Task requirements
1: Using the blog post about blackberrying, answer each question below on its own line, marked (a), (b) and (c).
(a) Where did the writer and the son pick blackberries and sloes on Saturday?
(b) How old is the son?
(c) Around which place did the writer's family comb copses for blackberries during the writer's childhood?
2: Carry on the blog post about blackberrying, starting after its last sentence.

Text shown
⟨
Monday, 24 September 2007

Blackberrying bliss

On Saturday, My Boy and I picked blackberries and sloes in warm sunshine in our old stamping ground in Copford, while younger daughter went to Drama Group and elder daughter sat in car reading trash teen mags.

It was lovely to be back - I find I'm missing those woods and fields most of all now that autumn leaves are starting to fall - though difficult to believe that a whole year had gone by since we last filled our baskets in the same spot. And once again, I reflected on how strange it is that it should be my ten-year-old son, alone in my family, who so completely understands and wholeheartedly participates in these hedgerow foragings.

For me, picking fruit in the autumn sun is one of the finest, simplest and most delightful pleasures in life. I've recognised this since I was a very young child and my parents and sister would comb the (long-since bulldozed) copses around Odiham for blackberries and then visit my grandparents to climb their Bramley trees and harvest tray upon blue cardboard tray of fragrant, waxy apples.
⟩
Supplied records
⟨
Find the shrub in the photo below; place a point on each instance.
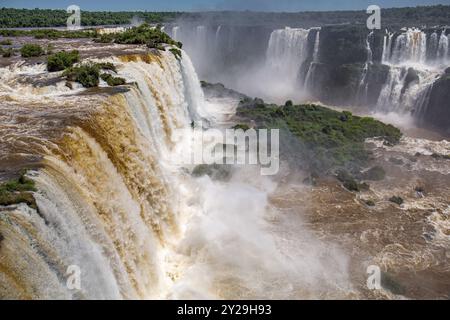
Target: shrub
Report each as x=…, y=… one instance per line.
x=107, y=66
x=144, y=34
x=397, y=200
x=87, y=75
x=329, y=139
x=214, y=171
x=241, y=126
x=31, y=50
x=376, y=173
x=62, y=60
x=6, y=42
x=17, y=191
x=347, y=180
x=112, y=81
x=176, y=52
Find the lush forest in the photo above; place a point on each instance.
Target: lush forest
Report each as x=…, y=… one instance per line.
x=423, y=15
x=21, y=18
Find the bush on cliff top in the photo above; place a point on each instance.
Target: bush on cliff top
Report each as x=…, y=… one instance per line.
x=31, y=50
x=17, y=191
x=144, y=34
x=328, y=138
x=87, y=74
x=62, y=60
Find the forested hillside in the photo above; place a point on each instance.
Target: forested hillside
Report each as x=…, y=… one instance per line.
x=427, y=15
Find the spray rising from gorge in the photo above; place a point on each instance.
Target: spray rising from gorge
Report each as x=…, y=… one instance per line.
x=106, y=192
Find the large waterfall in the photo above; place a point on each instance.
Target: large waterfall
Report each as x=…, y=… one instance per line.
x=104, y=184
x=415, y=60
x=287, y=51
x=114, y=201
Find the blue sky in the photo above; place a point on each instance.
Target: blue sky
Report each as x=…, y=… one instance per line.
x=201, y=5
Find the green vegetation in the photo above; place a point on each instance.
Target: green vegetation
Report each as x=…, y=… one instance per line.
x=369, y=203
x=397, y=200
x=214, y=171
x=144, y=34
x=328, y=138
x=241, y=126
x=62, y=60
x=176, y=52
x=17, y=191
x=107, y=66
x=376, y=173
x=350, y=183
x=49, y=33
x=426, y=15
x=87, y=74
x=38, y=18
x=112, y=81
x=6, y=53
x=31, y=50
x=6, y=42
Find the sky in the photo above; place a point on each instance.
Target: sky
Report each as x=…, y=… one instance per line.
x=204, y=5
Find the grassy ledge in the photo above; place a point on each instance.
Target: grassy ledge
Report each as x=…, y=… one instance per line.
x=17, y=191
x=328, y=139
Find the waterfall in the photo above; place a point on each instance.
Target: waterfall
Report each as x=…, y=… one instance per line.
x=423, y=58
x=363, y=87
x=387, y=47
x=286, y=52
x=442, y=53
x=315, y=59
x=175, y=35
x=409, y=47
x=104, y=186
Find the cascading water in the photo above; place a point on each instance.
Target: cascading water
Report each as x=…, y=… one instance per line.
x=113, y=200
x=442, y=53
x=363, y=87
x=414, y=60
x=287, y=51
x=309, y=81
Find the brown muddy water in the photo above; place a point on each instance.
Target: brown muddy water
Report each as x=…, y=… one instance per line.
x=100, y=159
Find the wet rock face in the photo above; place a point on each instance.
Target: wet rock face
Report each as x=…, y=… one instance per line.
x=343, y=45
x=437, y=112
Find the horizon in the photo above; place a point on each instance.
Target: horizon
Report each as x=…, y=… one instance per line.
x=283, y=6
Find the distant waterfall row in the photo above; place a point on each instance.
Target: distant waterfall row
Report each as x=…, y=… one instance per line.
x=416, y=46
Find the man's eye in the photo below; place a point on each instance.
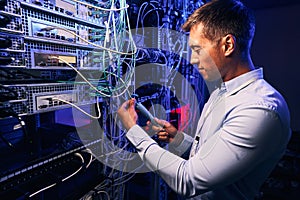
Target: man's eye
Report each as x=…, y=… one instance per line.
x=197, y=51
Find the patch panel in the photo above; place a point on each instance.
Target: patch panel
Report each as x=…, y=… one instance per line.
x=45, y=29
x=9, y=42
x=43, y=59
x=50, y=101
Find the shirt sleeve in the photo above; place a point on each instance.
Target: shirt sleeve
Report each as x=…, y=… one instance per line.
x=248, y=137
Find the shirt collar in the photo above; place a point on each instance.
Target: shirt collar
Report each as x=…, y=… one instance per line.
x=236, y=84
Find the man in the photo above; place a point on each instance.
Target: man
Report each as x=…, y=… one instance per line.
x=244, y=127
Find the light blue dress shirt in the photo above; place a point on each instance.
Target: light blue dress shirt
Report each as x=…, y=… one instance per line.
x=241, y=135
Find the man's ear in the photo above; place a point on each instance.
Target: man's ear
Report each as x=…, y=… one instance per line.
x=228, y=44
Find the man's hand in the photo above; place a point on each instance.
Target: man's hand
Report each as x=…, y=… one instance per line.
x=166, y=132
x=127, y=114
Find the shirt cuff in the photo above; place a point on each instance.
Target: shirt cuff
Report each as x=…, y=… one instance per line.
x=184, y=145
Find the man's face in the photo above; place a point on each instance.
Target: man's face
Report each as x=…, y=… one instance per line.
x=205, y=54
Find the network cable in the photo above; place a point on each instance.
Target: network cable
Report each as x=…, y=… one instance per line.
x=64, y=179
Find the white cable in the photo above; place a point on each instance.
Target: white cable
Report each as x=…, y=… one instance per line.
x=82, y=162
x=100, y=8
x=45, y=188
x=49, y=186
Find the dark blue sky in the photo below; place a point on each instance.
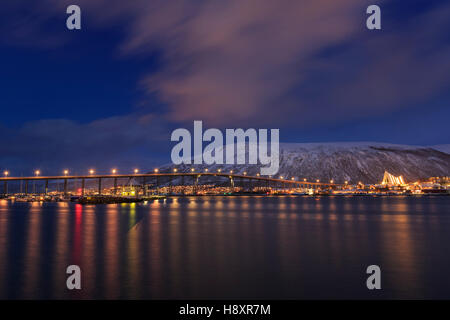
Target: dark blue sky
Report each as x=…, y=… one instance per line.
x=116, y=89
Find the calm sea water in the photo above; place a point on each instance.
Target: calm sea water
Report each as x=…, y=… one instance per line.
x=227, y=247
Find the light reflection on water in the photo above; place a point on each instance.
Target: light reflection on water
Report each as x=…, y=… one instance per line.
x=227, y=247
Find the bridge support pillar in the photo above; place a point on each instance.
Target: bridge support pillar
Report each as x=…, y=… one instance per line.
x=99, y=186
x=144, y=186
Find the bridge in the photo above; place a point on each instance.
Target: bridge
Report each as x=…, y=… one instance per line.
x=146, y=178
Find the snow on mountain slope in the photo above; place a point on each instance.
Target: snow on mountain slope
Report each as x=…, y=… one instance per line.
x=351, y=161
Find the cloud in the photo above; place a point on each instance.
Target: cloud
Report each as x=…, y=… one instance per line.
x=121, y=142
x=274, y=63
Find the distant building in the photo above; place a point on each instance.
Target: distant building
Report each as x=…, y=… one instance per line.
x=391, y=180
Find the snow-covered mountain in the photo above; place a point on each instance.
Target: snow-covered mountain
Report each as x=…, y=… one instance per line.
x=356, y=161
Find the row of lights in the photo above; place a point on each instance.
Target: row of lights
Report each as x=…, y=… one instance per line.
x=66, y=172
x=156, y=170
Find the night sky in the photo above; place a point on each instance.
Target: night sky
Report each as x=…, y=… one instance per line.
x=110, y=95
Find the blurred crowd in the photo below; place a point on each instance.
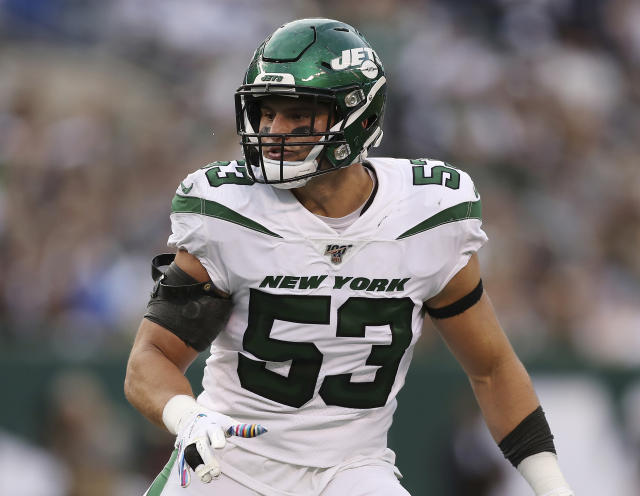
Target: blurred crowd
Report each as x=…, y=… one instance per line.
x=106, y=106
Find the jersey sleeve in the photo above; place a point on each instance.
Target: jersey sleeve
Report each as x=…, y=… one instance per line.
x=464, y=236
x=444, y=223
x=193, y=232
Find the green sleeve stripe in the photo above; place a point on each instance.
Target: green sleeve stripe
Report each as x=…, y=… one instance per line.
x=193, y=205
x=161, y=480
x=461, y=211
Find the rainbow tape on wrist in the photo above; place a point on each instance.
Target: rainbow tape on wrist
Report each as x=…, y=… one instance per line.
x=246, y=430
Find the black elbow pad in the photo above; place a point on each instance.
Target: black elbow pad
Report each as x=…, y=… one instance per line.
x=191, y=310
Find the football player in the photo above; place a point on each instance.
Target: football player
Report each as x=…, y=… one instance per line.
x=307, y=269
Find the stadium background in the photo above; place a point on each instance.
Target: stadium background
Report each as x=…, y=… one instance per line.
x=105, y=106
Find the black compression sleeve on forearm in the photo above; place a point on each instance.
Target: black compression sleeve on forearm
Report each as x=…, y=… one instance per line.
x=457, y=307
x=187, y=308
x=529, y=437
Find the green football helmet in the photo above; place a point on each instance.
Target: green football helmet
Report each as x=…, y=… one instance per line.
x=325, y=62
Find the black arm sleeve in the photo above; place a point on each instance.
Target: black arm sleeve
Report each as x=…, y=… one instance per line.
x=189, y=309
x=530, y=436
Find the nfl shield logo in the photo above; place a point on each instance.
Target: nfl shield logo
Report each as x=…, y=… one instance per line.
x=336, y=252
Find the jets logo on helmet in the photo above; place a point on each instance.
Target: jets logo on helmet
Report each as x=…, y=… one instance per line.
x=330, y=64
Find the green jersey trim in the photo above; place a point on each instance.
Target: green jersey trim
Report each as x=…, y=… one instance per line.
x=461, y=211
x=194, y=205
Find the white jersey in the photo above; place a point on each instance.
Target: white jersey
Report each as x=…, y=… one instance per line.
x=323, y=324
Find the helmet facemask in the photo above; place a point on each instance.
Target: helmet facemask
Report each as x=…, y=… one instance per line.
x=256, y=142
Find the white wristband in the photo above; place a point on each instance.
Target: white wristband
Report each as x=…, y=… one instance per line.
x=543, y=474
x=176, y=409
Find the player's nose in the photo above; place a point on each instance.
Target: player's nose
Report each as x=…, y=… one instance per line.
x=280, y=124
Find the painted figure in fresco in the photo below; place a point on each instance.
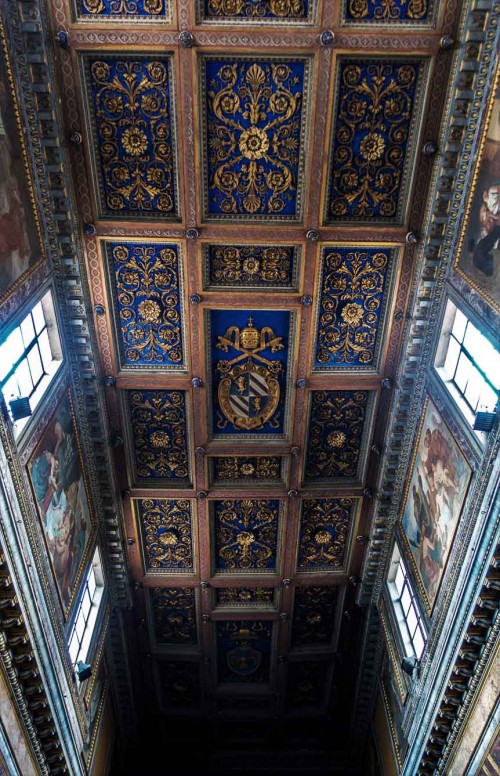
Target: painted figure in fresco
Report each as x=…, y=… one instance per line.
x=14, y=243
x=440, y=469
x=60, y=493
x=487, y=248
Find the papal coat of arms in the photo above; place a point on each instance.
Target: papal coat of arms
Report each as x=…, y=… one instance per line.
x=249, y=390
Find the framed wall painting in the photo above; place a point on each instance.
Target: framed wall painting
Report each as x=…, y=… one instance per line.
x=57, y=479
x=478, y=254
x=394, y=710
x=434, y=497
x=21, y=245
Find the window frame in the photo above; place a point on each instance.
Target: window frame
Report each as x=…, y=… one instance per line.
x=453, y=389
x=91, y=618
x=396, y=592
x=49, y=369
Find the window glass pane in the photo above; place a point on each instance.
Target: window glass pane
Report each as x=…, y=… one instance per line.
x=400, y=578
x=450, y=362
x=463, y=372
x=459, y=325
x=412, y=620
x=38, y=317
x=474, y=388
x=418, y=643
x=35, y=364
x=86, y=604
x=23, y=377
x=92, y=583
x=474, y=341
x=45, y=349
x=11, y=389
x=405, y=600
x=488, y=399
x=5, y=360
x=27, y=330
x=79, y=626
x=14, y=346
x=73, y=648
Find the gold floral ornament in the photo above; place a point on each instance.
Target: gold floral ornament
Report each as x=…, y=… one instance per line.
x=251, y=265
x=254, y=137
x=149, y=311
x=375, y=117
x=159, y=434
x=336, y=439
x=166, y=526
x=246, y=534
x=253, y=143
x=352, y=314
x=159, y=439
x=322, y=537
x=352, y=295
x=257, y=8
x=390, y=10
x=245, y=538
x=372, y=146
x=124, y=7
x=323, y=534
x=249, y=391
x=168, y=538
x=133, y=126
x=335, y=411
x=134, y=141
x=174, y=615
x=146, y=285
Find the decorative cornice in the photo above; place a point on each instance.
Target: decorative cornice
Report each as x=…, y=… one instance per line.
x=22, y=670
x=28, y=30
x=476, y=648
x=460, y=130
x=372, y=650
x=473, y=68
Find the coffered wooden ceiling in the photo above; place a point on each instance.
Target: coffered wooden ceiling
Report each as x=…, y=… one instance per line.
x=251, y=179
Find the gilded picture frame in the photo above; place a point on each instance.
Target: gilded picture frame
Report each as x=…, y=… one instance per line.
x=61, y=493
x=433, y=501
x=21, y=242
x=394, y=711
x=478, y=251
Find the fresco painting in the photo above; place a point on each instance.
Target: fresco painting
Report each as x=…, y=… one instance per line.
x=479, y=259
x=435, y=497
x=20, y=245
x=55, y=471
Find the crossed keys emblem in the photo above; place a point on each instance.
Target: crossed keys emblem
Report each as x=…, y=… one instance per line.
x=249, y=390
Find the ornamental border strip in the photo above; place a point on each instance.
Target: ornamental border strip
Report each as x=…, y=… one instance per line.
x=27, y=25
x=476, y=648
x=17, y=650
x=418, y=343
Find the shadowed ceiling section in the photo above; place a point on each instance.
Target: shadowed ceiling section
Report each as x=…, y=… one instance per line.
x=248, y=188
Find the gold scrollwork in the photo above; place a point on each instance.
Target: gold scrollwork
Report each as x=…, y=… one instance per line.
x=246, y=533
x=249, y=393
x=257, y=8
x=167, y=531
x=324, y=526
x=254, y=137
x=351, y=301
x=147, y=286
x=133, y=113
x=388, y=9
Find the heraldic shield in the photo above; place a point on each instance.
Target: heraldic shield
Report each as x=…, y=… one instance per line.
x=249, y=392
x=243, y=659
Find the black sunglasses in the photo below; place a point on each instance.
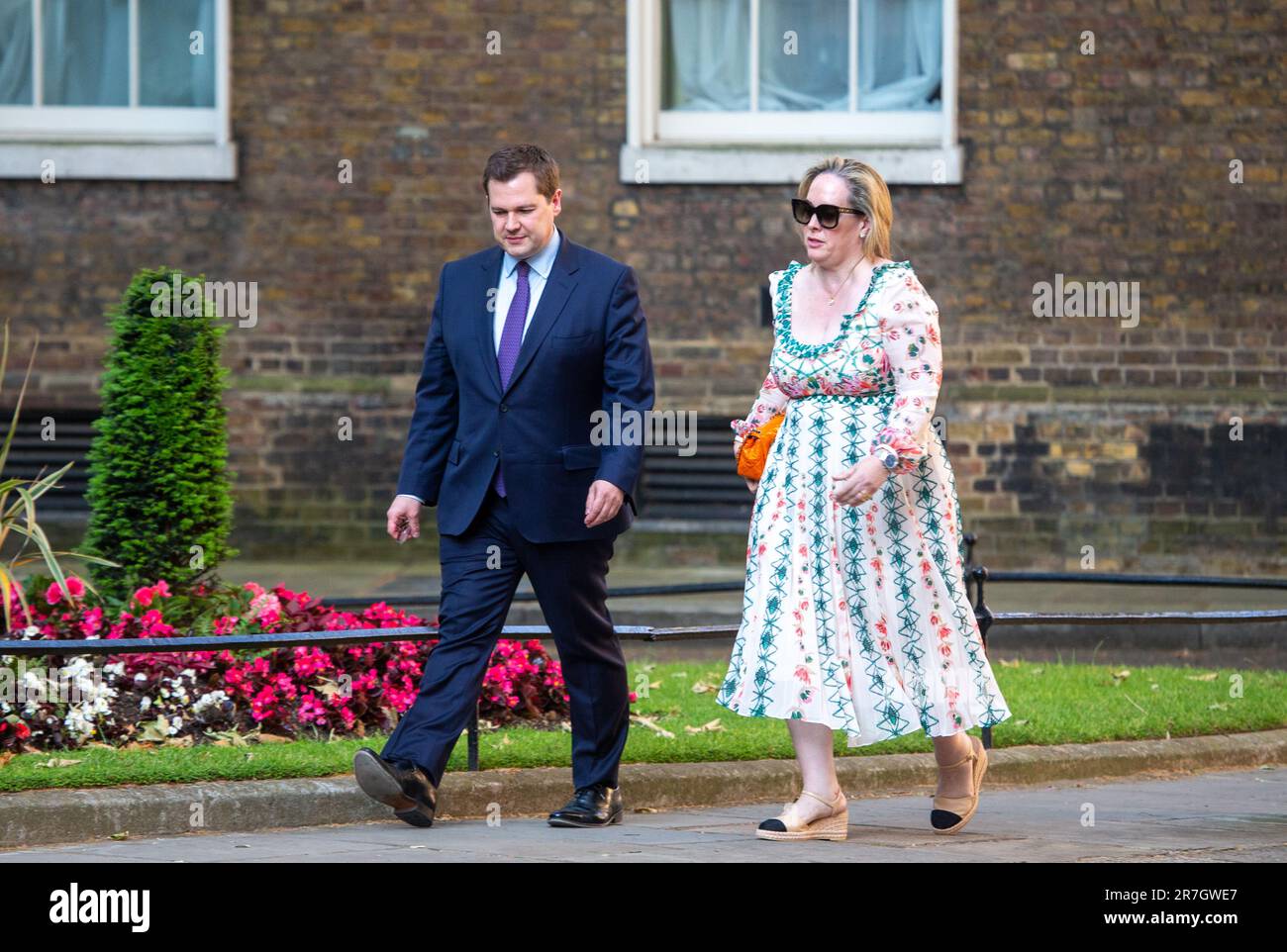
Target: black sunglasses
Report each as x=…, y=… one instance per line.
x=828, y=215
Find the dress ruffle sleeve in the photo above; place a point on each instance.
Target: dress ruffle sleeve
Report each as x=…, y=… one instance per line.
x=909, y=333
x=771, y=399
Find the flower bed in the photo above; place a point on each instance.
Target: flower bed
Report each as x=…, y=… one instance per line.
x=223, y=696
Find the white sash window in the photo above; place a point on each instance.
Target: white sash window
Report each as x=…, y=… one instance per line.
x=753, y=90
x=115, y=88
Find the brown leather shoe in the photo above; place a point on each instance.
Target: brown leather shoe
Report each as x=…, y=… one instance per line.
x=399, y=785
x=951, y=813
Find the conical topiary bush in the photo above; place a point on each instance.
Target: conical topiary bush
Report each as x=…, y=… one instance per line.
x=158, y=488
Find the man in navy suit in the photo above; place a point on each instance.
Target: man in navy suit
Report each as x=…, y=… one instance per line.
x=527, y=342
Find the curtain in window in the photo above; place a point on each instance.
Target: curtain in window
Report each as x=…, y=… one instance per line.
x=900, y=54
x=706, y=54
x=86, y=48
x=816, y=76
x=16, y=52
x=168, y=72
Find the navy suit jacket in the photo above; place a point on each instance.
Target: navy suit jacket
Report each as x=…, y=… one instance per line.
x=584, y=350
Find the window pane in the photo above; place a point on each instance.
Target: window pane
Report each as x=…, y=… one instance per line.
x=805, y=54
x=86, y=51
x=16, y=52
x=706, y=54
x=900, y=54
x=172, y=68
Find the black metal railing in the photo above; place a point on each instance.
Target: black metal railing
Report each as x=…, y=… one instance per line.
x=976, y=577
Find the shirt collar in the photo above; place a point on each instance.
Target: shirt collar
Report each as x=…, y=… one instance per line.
x=541, y=262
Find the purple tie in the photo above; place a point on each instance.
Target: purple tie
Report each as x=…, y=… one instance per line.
x=511, y=338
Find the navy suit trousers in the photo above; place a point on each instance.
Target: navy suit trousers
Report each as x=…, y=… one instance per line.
x=570, y=583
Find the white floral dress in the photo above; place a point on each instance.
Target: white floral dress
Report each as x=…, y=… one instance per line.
x=857, y=617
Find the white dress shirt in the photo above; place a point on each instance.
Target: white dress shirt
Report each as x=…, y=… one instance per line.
x=539, y=273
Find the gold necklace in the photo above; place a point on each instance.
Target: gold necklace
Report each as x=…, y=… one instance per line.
x=842, y=283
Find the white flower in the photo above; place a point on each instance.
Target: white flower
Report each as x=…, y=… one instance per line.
x=78, y=723
x=211, y=699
⟩
Answer list
1:
(a) Copford
(b) Ten years old
(c) Odiham

2:
The heady mix of smells, the buzzing insects, the sweet pain of bramble-scored arms and the throb of nettle stings - above all the satisfaction of watching the level in the big basket rising at each tipping of the plastic bowl. Bliss. Absolute bliss. I could spend hours and hours amongst the brambles (and often do) but on Saturday we had only 50 minutes. We gathered enough blackberries for a couple of crumbles plus some to put with sloes and elderberries for a batch of Hedgerow Jam.

The boiled-up sludge for the latter sat in the kitchen for a day or two, where I gave it a quick press through the sieve each time I passed, sending another stream of intoxicating purple juice into the big pan. Last night I boiled up the resulting six pints with some sieved apples, added the sugar and, eventually, after a l-o-n-g wait, at 1.10 am, it was ready to bottle up. No frilly lids, no labels - just two huge jars full and a dish for the remainder, which we spread with butter on fresh-baked rolls for breakfast this morning.

Back at my desk, my day brightened up considerably when I visited Scottish artist Ken Bushe's website , after Rachel sent me the link. How lovely to see such a well-designed artist's site, which sets off his work so well. He shares his painting methods and has an interesting collection of links and his biography page is rather entertaining, too. It is Ken's sky and cloud paintings which I particularly admire, though I love the 'Trees in Winter' sketch on the Commissions page.

Well, better get back to work now, I suppose. Usual round of stuff to work on this week - the good, the bad and the positively ugly - and none of it making my fortune.
Ho hum.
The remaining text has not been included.